[begin PASSAGE PROVIDED]

It has been said today, where is bravery?
I'll tell you where bravery is found and courage is found.
It's found in this minority who has lived through the last year of nothing but rules being broken, people being put down, questions not being answered, and this majority say, be damned with anything else.
We're going to impeach and do whatever we want to do.
Why?
Because we won an election.
I guarantee you, one day you'll be back in the minority and it ain't gonna be that fun.
Hey everybody, it's Doug Collins.
Glad to have you back on the Doug Collins Podcast.
We've got a great friend coming back in today to be on the podcast, Jason Pye, New Process Institute.
I've known him for many, many, many years that we go back from Georgia politics to DC politics, everywhere in between.
But I wanted to bring Jason back in today.
There's a lot going on in the D.C.'s front, and it's not just in legislation, but it's also in this election cycle.
As you probably realize, listen to this podcast, watching this podcast going on, election cycles tend to make politicians do sort of different things, and it's a lot of pressure going on.
And I'm not criticizing that.
I've been a part of it, a lot better part of it.
You have to sort of find what works.
As a guy who's worked on my campaigns, consulted for me forever, Chip Blake says, he says, elections can be about everything you want them to be, but at the end of the day, the voters have a say in what actually goes on, and that's true.
But one of the areas that is so important that I wanted to bring Jason back in We're good to go.
The idea that I saw Republicans moving forward in what should be a really conservative issue combined with others, and they seem to be taking some steps back.
So, Jason Pyle, welcome back to the Doug Collins Podcast.
Doug, thanks for having me.
It's good seeing you, as always.
And I was going to say, everything you're talking about in terms of criminal justice, there are things that Republicans should be running on and should be proudly proclaiming.
And Doug, you're Your work on the First Step Act in Congress, you should wear as a badge of honor.

[end PASSAGE PROVIDED]
[begin DATA SHOWN]

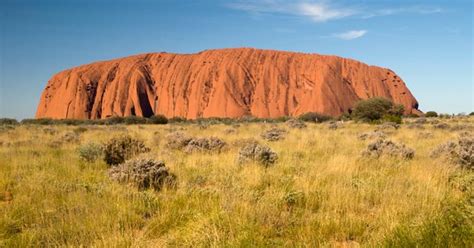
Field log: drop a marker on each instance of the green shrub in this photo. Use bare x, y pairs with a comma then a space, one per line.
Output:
177, 119
431, 114
122, 148
375, 109
8, 121
392, 118
90, 152
42, 121
131, 120
158, 119
253, 151
314, 117
143, 173
413, 116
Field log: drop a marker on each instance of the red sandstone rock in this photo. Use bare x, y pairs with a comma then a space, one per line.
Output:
219, 83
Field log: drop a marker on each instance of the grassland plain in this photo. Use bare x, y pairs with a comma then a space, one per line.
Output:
322, 192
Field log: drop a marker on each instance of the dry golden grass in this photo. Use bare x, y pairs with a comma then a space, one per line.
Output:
321, 193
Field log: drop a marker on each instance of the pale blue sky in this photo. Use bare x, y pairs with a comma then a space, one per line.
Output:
428, 43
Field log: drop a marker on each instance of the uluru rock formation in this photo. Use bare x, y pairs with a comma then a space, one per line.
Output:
219, 83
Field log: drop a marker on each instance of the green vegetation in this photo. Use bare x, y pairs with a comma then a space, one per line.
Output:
431, 114
322, 191
377, 109
314, 117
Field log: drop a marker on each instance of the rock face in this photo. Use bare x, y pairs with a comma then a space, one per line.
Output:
219, 83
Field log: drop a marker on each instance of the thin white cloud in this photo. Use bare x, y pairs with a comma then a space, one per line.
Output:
325, 10
321, 12
350, 35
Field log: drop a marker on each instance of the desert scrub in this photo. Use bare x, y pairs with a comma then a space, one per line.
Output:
122, 148
181, 141
70, 137
372, 135
387, 147
295, 123
177, 140
144, 173
210, 144
90, 152
274, 134
460, 152
256, 152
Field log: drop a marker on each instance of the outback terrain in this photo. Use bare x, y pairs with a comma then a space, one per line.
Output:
238, 184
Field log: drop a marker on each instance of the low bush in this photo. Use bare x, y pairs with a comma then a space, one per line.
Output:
376, 109
90, 152
177, 140
144, 173
372, 135
314, 117
431, 114
211, 144
274, 134
460, 152
42, 121
8, 121
70, 137
158, 119
295, 123
122, 148
256, 152
386, 147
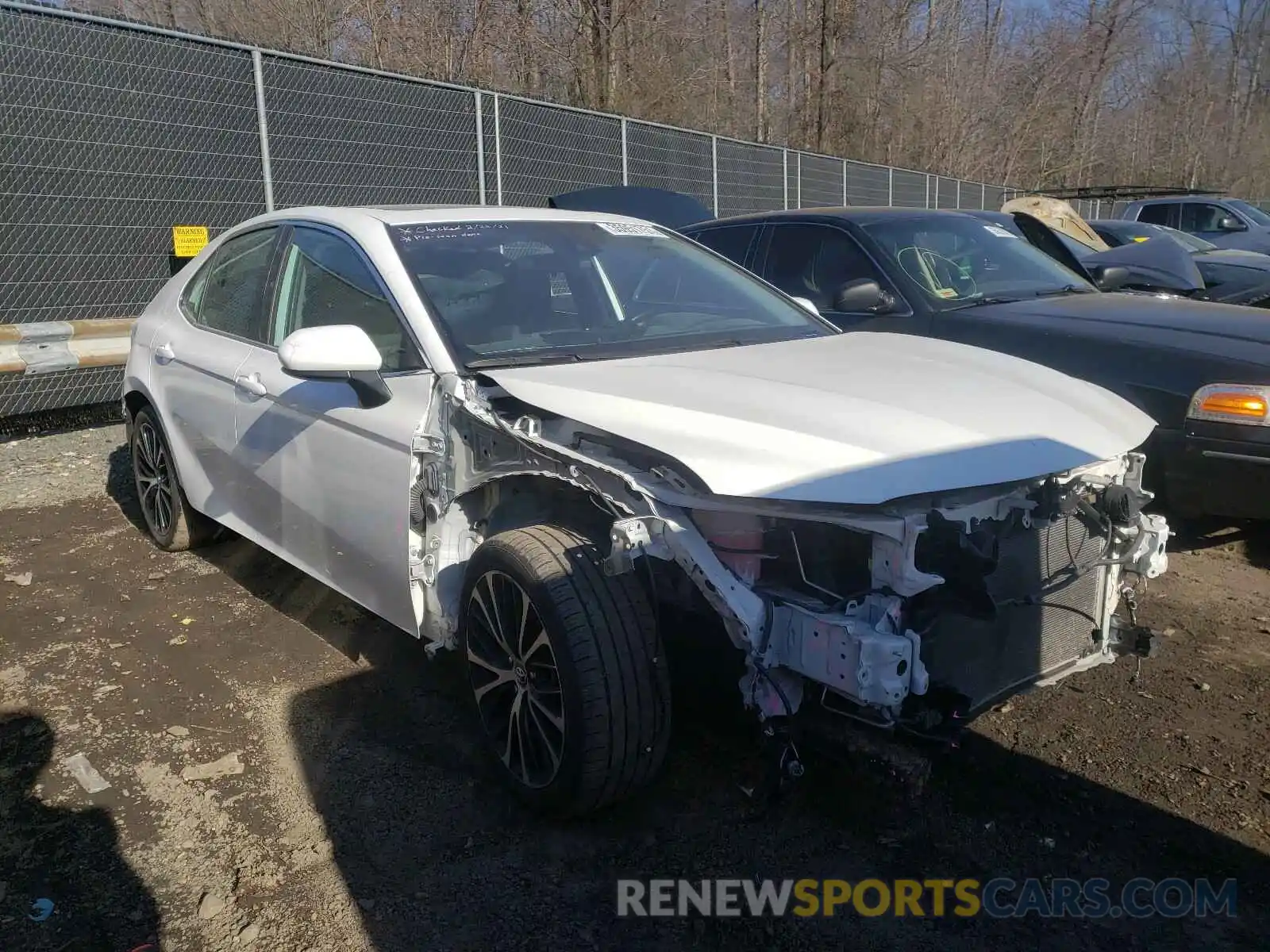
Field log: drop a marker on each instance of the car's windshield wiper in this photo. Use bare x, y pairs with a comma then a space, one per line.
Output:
1064, 290
512, 359
982, 301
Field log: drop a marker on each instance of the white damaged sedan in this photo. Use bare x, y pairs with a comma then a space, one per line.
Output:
531, 435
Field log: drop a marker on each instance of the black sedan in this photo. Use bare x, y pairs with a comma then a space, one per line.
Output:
1200, 370
1230, 274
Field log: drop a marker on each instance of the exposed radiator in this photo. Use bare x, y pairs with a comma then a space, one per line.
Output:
1026, 643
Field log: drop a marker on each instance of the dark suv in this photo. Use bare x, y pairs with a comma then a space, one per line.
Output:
1227, 222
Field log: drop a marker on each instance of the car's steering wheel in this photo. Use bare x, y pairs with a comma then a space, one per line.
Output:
937, 274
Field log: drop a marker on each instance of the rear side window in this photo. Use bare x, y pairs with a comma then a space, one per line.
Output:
226, 295
732, 241
1202, 216
1155, 213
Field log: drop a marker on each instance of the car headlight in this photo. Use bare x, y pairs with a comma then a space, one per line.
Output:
1231, 403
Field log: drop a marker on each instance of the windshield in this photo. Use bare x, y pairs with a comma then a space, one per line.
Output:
1251, 211
543, 291
952, 259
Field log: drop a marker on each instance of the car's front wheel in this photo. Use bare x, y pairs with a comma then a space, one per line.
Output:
173, 524
565, 668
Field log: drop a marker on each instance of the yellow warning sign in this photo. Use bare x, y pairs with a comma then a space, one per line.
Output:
188, 240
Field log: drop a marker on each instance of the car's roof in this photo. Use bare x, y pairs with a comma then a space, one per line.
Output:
861, 215
436, 213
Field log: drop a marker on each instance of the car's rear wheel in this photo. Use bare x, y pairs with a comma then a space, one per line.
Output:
173, 524
567, 670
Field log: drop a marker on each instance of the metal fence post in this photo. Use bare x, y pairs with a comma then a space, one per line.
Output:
262, 122
498, 152
480, 149
626, 168
714, 171
785, 175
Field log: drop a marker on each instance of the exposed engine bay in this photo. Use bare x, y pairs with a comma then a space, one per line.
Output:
912, 615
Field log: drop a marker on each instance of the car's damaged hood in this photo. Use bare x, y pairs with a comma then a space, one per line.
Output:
855, 418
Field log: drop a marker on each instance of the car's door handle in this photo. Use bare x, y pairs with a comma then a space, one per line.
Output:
252, 385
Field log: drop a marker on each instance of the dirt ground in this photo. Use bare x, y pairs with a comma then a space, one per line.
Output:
364, 816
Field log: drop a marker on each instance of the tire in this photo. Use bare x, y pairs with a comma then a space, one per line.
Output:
583, 673
173, 524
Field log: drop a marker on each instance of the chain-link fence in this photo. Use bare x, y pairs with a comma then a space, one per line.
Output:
111, 133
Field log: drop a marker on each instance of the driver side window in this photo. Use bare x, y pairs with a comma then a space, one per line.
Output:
325, 281
814, 260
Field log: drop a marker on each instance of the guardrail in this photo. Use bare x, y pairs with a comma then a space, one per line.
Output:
48, 347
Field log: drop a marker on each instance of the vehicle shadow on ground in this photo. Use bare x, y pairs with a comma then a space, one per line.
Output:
67, 857
437, 854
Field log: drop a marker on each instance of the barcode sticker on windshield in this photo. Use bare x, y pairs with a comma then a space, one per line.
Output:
622, 228
999, 232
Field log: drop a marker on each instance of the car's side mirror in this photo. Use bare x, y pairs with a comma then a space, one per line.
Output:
861, 295
1109, 277
806, 305
337, 352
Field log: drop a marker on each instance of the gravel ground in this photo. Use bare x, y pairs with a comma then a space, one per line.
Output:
362, 816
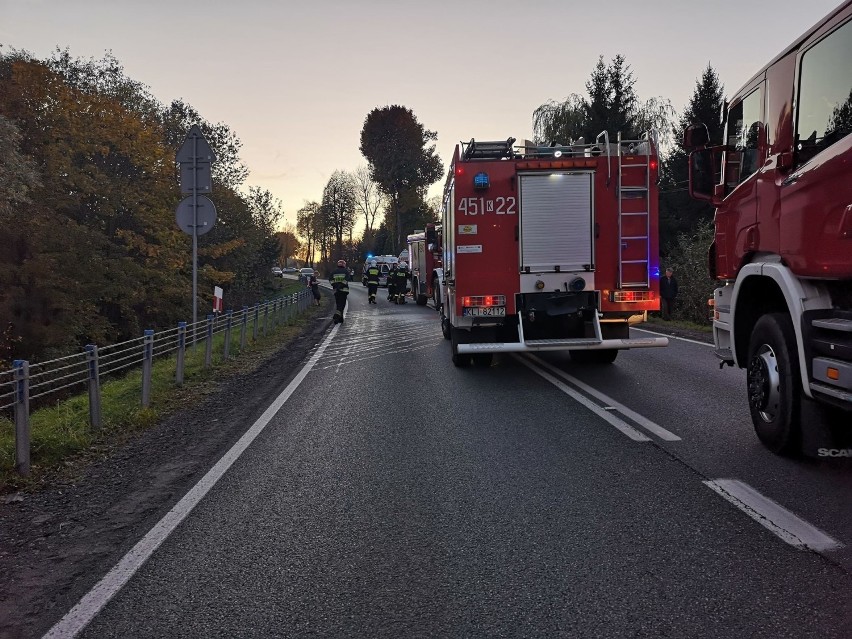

[end DATA SHOWN]

PROBLEM SET:
**A)** Extract the passage from the podcast transcript starting at "I guarantee you, one" and ending at "not criticizing that.".
**B)** Extend the podcast transcript past its final line.
This material plays no role here.

SET OF ANSWERS:
**A)**
I guarantee you, one day you'll be back in the minority and it ain't gonna be that fun.
Hey everybody, it's Doug Collins.
Glad to have you back on the Doug Collins Podcast.
We've got a great friend coming back in today to be on the podcast, Jason Pye, New Process Institute.
I've known him for many, many, many years that we go back from Georgia politics to DC politics, everywhere in between.
But I wanted to bring Jason back in today.
There's a lot going on in the D.C.'s front, and it's not just in legislation, but it's also in this election cycle.
As you probably realize, listen to this podcast, watching this podcast going on, election cycles tend to make politicians do sort of different things, and it's a lot of pressure going on.
And I'm not criticizing that.

**B)**
And unfortunately, Republicans are going towards This tough-on-crime rhetoric that was so prevalent in the 1980s and 1990s is frustrating.
Well, it is, and I think that's the part.
Now, I wrote an op-ed a couple weeks ago.
We put it out, and it was really hitting at that, you know, the whole idea that, you know, look, if you're conservative, you know, this idea, and then there's a lot going on.
And let's just go ahead, and I'm going to hit it head-on, and I know from your perspective, There's a lie going on in the Senate right now, in particular, the U.S. Senate.
And one of the purveyors of that, I'll name a name, is Tom Cotton and others who have said that the First Step Act was part of the reason for this crime wave right now.
I mean, Jason, I mean, there's a lot of things you could say about the First Step Act.
Okay, I'll take some criticism, both sides.
You know, we'll look at it.
No legislation is perfect.
But that's just an outright lie.
Yeah, I'm glad you used the word because if you didn't say it was an outright lie, I was going to.
I was going to say it was at best disingenuous.
At worst, it's an outright lie.
The Justice Department recently put out a report, and it's a progress report on the First Step Act.
And that progress report found that the rearrest rate, this is rearrest.
Rearrest is the worst barometer of recidivism.
The best barometer of recidivism, from my view, as an advocate, someone who studies this issue, is probably reconviction.
But rearrest rate for individuals released under the First Step Act, this is about 10, it's just under 10,000 individuals, was 15.9%.
For comparison, the Bureau of Prisons says that the recidivism rate for the general population is 43%.
15.9%, 43%.
You can't even compare the two.
First step has been a success, and Republicans should be out there proclaiming it.
It worked.
It worked.
We have the proof.
It's worked.
Now, this is a short-term recidivism rate.
I'll concede that much.
But 15.9%, that is really something to be proud of.
And Doug, you should be proud of it as someone who authored the bill in the House and helped guide its passage back through after it had cleared the Senate.
This is something we should all, any one of us who worked on this bill.
I lobbied on this bill.
I spent more time talking to Doug and his old chief of staff and his counsel than I want to admit.
But everyone who worked on this bill should be proud of that.
And for Tom Cotton to go out and say that the First Step Act caused this new crime wave is Blatantly false.
Blatantly false.
Well, and again, and this is what I guess, you know, I'm being philosophical here.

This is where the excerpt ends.